What to produce -
Continue the text about the merged stars of HD 148937 from its last sentence onward.

New data from the European Southern Observatory (ESO) suggest there were originally three stars in the system, until two of them clashed and merged. This violent event created the surrounding cloud and forever altered the system's fate.
"When doing background reading, I was struck by how special this system seemed," says Abigail Frost, an astronomer at ESO in Chile and lead author of the study, "A magnetic massive star has experienced a stellar merger," published in Science.
The system, HD 148937, is located about 3800 light-years away from Earth in the direction of the Norma constellation. It is made up of two stars much more massive than the sun and surrounded by a beautiful nebula, a cloud of gas and dust. "A nebula surrounding two massive stars is a rarity, and it really made us feel like something cool had to have happened in this system. When looking at the data, the coolness only increased."
"After a detailed analysis, we could determine that the more massive star appears much younger than its companion, which doesn't make any sense since they should have formed at the same time," Frost says. The age difference—one star appears to be at least 1.5 million years younger than the other—suggests something must have rejuvenated the more massive star.

Data supplied -
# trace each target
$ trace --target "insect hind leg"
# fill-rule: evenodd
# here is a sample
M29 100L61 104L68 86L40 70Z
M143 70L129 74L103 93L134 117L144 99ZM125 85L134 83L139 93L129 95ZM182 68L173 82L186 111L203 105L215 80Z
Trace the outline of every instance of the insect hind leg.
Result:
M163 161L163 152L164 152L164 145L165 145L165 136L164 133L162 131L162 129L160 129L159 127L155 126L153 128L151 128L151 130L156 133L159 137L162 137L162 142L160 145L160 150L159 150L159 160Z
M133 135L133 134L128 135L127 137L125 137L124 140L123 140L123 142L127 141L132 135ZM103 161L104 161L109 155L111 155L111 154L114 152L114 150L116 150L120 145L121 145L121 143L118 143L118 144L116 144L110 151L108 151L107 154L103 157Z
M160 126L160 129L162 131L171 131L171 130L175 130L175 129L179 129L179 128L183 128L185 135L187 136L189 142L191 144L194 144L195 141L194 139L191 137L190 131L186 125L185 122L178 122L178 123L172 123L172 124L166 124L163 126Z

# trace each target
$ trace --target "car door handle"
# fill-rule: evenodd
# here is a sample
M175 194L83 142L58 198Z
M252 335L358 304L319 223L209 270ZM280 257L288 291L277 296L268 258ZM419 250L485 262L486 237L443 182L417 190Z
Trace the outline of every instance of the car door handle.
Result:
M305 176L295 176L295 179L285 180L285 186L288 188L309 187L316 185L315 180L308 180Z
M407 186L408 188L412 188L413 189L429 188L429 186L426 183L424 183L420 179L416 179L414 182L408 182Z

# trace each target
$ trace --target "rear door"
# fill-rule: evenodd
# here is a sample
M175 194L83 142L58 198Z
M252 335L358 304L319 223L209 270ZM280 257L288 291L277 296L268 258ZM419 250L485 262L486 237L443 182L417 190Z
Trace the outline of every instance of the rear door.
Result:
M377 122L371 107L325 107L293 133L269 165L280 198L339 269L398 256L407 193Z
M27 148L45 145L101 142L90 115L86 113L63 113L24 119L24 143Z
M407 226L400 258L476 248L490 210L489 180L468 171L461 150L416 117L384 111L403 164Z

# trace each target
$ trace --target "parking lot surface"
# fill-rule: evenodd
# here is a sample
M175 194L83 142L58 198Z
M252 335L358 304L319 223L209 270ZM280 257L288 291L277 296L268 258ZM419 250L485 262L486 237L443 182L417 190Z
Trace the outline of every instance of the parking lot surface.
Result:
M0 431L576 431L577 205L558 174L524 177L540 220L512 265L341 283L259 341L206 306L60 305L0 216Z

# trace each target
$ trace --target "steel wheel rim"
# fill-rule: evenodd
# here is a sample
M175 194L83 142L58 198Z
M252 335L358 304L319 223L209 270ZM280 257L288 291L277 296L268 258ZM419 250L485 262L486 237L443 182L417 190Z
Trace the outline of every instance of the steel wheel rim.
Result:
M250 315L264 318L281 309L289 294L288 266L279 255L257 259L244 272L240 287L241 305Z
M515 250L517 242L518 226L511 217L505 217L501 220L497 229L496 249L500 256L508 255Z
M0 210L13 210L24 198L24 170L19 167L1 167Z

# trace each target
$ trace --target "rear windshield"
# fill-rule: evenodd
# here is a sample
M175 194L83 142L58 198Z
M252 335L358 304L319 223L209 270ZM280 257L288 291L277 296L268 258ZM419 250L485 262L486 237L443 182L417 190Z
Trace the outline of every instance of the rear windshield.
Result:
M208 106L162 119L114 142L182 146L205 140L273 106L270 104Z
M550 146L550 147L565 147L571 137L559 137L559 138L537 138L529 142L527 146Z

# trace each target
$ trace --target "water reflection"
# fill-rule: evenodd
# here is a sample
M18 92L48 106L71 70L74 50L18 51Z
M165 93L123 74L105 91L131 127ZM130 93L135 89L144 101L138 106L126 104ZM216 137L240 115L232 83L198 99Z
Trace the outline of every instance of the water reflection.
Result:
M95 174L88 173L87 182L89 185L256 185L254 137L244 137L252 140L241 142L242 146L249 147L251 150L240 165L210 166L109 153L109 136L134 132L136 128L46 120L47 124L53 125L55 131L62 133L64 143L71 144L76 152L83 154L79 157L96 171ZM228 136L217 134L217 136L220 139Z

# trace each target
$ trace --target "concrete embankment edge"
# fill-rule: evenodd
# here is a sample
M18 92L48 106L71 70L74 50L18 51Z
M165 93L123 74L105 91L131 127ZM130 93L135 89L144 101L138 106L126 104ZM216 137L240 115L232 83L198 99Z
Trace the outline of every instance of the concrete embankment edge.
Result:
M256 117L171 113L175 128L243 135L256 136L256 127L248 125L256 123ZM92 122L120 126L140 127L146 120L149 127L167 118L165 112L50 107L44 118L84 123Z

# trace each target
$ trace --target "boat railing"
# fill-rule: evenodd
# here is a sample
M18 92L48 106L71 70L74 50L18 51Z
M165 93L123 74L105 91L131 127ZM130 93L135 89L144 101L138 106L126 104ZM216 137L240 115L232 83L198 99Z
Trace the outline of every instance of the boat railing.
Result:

Solved problem -
Another piece of the puzzle is the nebula surrounding the stars, known as NGC 6164/6165. It is 7,500 years old, hundreds of times younger than both stars. The nebula also shows very high amounts of nitrogen, carbon and oxygen. This is surprising as these elements are normally expected deep inside a star, not outside; it is as if some violent event had set them free.
To unravel the mystery, the team assembled nine years' worth of data from the PIONIER and GRAVITY instruments, both on ESO's Very Large Telescope Interferometer (VLTI), located in Chile's Atacama Desert. They also used archival data from the FEROS instrument at ESO's La Silla Observatory.
"We think this system had at least three stars originally; two of them had to be close together at one point in the orbit while another star was much more distant," explains Hugues Sana, a professor at KU Leuven in Belgium and the principal investigator of the observations.
"The two inner stars merged in a violent manner, creating a magnetic star and throwing out some material, which created the nebula. The more distant star formed a new orbit with the newly merged, now-magnetic star, creating the binary we see today at the center of the nebula."
"The merger scenario was already in my head back in 2017 when I studied nebula observations obtained with the European Space Agency's Herschel Space Telescope," adds co-author Laurent Mahy, currently a senior researcher at the Royal Observatory of Belgium.
"Finding an age discrepancy between the stars suggests that this scenario is the most plausible one and it was only possible to show it with the new ESO data."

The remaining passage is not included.